(Pointing dataset excerpts)
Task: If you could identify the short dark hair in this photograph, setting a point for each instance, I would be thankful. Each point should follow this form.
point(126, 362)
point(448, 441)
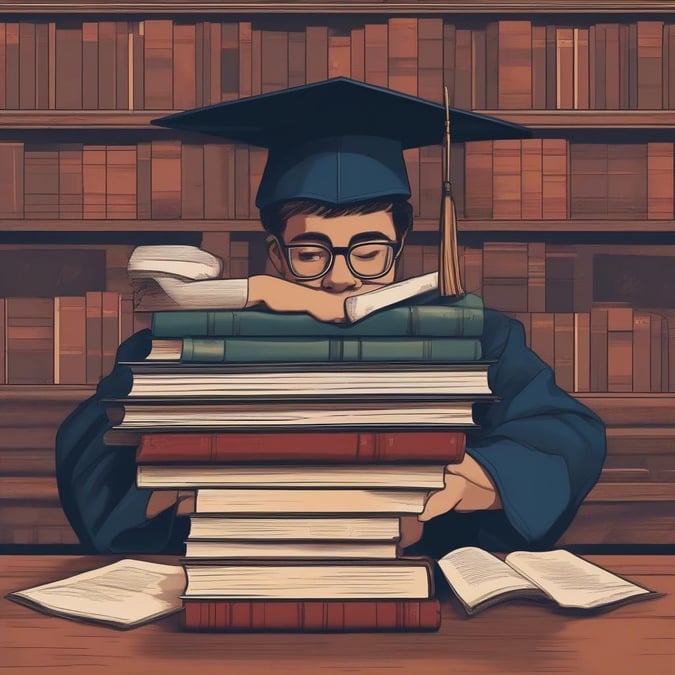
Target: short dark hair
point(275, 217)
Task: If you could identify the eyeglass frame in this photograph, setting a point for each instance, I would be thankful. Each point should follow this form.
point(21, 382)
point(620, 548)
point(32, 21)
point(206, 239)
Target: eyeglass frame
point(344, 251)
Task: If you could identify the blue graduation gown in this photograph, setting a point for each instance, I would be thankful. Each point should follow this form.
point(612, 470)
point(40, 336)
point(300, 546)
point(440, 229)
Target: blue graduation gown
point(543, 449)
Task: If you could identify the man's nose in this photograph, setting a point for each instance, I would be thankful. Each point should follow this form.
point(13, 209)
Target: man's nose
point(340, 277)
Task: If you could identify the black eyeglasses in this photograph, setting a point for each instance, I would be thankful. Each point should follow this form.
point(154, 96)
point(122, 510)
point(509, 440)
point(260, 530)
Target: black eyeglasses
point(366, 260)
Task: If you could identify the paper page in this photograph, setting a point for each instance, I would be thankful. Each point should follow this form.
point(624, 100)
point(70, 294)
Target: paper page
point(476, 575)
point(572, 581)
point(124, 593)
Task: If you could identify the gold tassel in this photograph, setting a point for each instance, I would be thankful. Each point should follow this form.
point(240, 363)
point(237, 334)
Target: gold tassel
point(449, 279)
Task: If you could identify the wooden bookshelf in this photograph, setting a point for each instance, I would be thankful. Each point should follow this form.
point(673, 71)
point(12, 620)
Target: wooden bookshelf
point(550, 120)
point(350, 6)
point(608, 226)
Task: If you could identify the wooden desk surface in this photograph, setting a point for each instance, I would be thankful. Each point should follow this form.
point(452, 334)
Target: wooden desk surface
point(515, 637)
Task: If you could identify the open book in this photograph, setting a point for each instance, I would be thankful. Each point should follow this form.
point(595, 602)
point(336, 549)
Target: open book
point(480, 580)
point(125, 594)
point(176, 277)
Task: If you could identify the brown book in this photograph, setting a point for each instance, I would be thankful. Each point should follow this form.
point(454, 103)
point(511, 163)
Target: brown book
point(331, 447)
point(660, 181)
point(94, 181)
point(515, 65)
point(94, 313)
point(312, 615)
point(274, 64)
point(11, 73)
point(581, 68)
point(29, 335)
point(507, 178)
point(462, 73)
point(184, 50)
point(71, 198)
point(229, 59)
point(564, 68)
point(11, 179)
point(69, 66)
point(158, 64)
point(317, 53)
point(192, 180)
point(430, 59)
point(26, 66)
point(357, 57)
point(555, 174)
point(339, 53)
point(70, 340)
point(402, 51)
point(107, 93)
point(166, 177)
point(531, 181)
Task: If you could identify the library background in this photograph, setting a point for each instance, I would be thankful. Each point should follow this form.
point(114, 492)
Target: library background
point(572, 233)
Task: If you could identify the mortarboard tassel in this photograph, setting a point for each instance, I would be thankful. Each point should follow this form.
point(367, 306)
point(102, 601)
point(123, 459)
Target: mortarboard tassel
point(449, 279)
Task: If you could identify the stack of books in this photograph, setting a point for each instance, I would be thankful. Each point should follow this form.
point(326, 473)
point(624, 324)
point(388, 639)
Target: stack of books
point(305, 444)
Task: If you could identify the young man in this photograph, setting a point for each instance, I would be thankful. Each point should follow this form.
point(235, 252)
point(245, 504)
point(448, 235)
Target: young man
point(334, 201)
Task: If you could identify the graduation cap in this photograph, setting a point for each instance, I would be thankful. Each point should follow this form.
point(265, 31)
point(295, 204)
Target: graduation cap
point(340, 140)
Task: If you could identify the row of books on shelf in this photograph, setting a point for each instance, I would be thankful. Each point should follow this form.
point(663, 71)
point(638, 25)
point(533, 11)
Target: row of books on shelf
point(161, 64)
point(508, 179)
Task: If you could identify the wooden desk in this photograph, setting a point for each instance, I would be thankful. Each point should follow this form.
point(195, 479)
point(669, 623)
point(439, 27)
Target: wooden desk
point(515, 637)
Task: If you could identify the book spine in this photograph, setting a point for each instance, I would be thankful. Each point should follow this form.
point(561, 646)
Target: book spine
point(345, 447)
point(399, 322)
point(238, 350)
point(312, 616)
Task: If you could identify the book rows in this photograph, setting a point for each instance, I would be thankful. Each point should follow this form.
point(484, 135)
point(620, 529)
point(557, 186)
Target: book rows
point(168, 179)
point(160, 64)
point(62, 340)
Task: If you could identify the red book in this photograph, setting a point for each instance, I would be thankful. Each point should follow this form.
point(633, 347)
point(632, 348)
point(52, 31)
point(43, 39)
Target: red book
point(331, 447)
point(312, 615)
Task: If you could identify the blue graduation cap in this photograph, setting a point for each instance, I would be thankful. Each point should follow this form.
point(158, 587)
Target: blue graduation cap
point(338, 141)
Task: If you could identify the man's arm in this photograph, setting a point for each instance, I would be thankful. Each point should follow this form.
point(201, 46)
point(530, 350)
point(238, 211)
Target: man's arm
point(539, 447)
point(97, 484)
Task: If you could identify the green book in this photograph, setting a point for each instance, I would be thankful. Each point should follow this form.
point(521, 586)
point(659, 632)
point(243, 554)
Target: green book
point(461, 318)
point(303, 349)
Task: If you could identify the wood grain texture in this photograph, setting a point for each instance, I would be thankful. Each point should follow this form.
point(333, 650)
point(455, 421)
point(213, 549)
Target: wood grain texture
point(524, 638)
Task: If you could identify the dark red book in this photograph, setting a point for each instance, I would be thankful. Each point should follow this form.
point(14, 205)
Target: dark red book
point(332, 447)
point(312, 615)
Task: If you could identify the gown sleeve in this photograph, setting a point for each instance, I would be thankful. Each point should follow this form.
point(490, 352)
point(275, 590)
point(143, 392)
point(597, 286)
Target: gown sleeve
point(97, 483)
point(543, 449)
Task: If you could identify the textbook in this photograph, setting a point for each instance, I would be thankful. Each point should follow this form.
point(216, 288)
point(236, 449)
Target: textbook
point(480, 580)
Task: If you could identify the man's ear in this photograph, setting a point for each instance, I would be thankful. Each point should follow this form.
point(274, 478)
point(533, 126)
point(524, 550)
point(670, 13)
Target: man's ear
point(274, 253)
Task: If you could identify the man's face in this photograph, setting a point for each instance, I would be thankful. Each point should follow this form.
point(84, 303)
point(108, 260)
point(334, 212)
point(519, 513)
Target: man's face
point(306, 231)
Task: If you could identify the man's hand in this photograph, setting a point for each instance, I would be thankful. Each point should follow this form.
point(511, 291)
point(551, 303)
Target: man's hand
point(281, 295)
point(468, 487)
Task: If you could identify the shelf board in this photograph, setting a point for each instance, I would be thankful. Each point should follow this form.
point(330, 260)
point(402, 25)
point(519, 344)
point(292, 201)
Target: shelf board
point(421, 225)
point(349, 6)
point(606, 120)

# EXERCISE BRIEF:
Find the line containing "Task: If you could identify the man's face". Reproduce it exactly, along with every line after it through the last.

# EXERCISE RESULT:
Task: If you could identify the man's face in this photograph, setting a point for each instance, I would be thankful. Each point should follow this form.
point(84, 303)
point(108, 260)
point(334, 212)
point(519, 513)
Target: man's face
point(306, 231)
Task: If you could identify the man's hand in this photograph, setting a point for each instance, I would be thankful. Each point should follow this form.
point(511, 291)
point(551, 303)
Target: man's hand
point(281, 295)
point(468, 487)
Task: If you could identify the shelf board in this photograph, setting a point for each instance, I would be thankful. Each point should follow this form.
point(330, 260)
point(402, 25)
point(519, 344)
point(292, 201)
Target: shelf board
point(421, 225)
point(349, 6)
point(606, 120)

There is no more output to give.